Ian Henschke is Chief Advocate for National Seniors Australia. He has been in this position since January 2017.

In October 2019 he took up the additional role of Spokesperson for the Alliance for a Fairer Retirement System. This was after Professor Deborah Ralston vacated that position when she was appointed to the federal government’s three person Retirement Income Review panel.

He is a former South Australian television and radio journalist and presenter. He reported for 7.30 Report in the 1980s and 1990s and in the late 1990s worked for ABCTV’s Landline.

His 4 Corners in 1999 was a documentary about global warming that won the Jury Prize at the 2000 Grenoble International Film Festival.

https://thoughtmaybe.com/emission-impossible/

He hosted the ABCTV’s SA Stateline from 2001 to 2010, ABC radio 891 Mornings from 2011 to 2015, and Drive in 2016. He retired from the ABC in December 2016. He was a regular columnist for The Advertisers Saturday supplement, SA Weekend (Feb 2009-Nov 2021) He was awarded the Centenary of Federation Medal. He was twice named "TV Broadcaster of the Year" in the SA Media Awards, in 2004 and 2009. He was also a Walkley Award Finalist (twice) winning a High Commendation for his coverage of the Westpac Letters in 1991. He was named "Radio Broadcaster of the Year" in the 2015 SA Media Awards.

◇ ◇ ◇ ◇

▶ [Task requirements]:
• 1. Reproduce the part of the Ian Henschke biography between "He is a former" and "International Film Festival.", inclusive.
• 2. According to the Ian Henschke biography, when did he retire from the ABC?
Rely only on the biography of Ian Henschke.

▶ [Data]:
◇ ◇ ◇ ◇

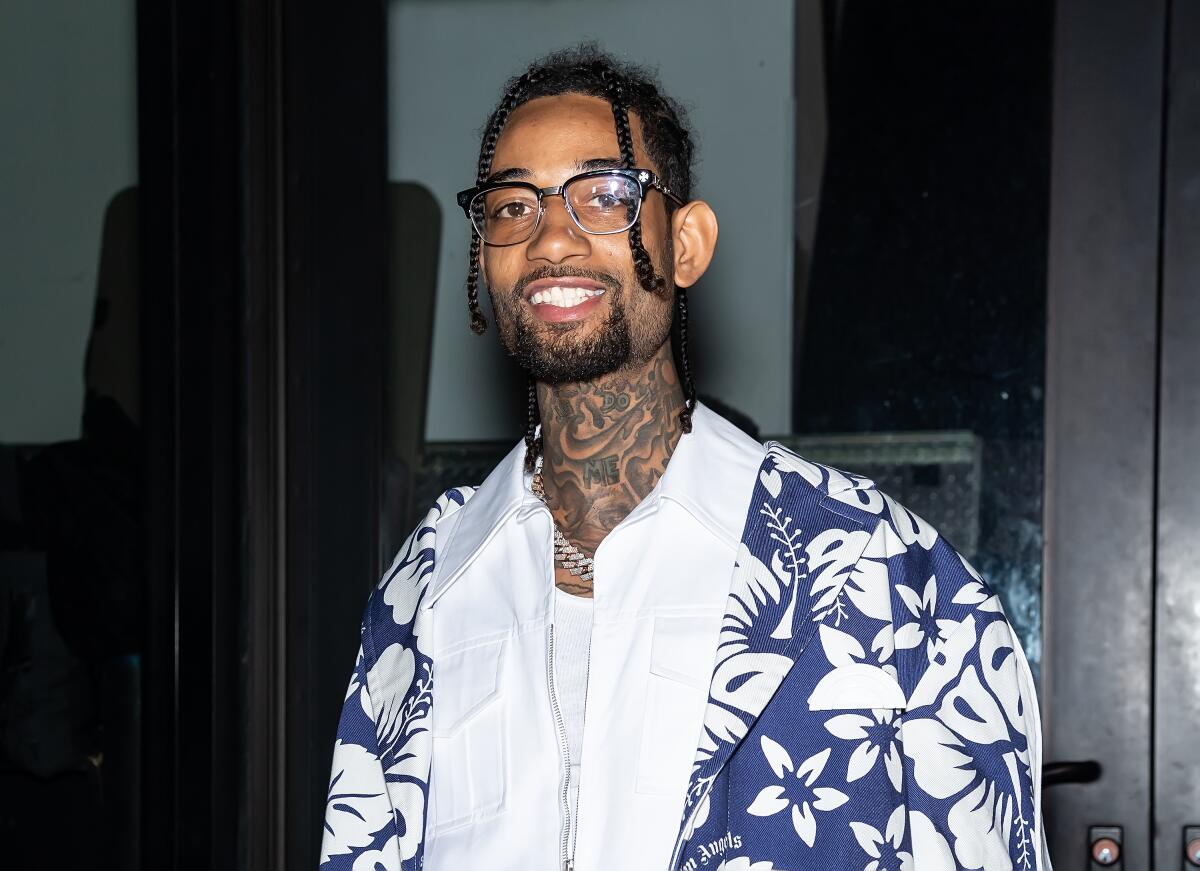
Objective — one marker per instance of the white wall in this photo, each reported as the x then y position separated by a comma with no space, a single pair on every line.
729,62
69,143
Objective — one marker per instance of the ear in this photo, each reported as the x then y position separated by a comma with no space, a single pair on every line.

◇ ◇ ◇ ◇

▶ [Outputs for the tasks]:
• 1.
He is a former South Australian television and radio journalist and presenter. He reported for 7.30 Report in the 1980s and 1990s and in the late 1990s worked for ABCTV’s Landline.

His 4 Corners in 1999 was a documentary about global warming that won the Jury Prize at the 2000 Grenoble International Film Festival.

• 2. He retired from the ABC in December 2016.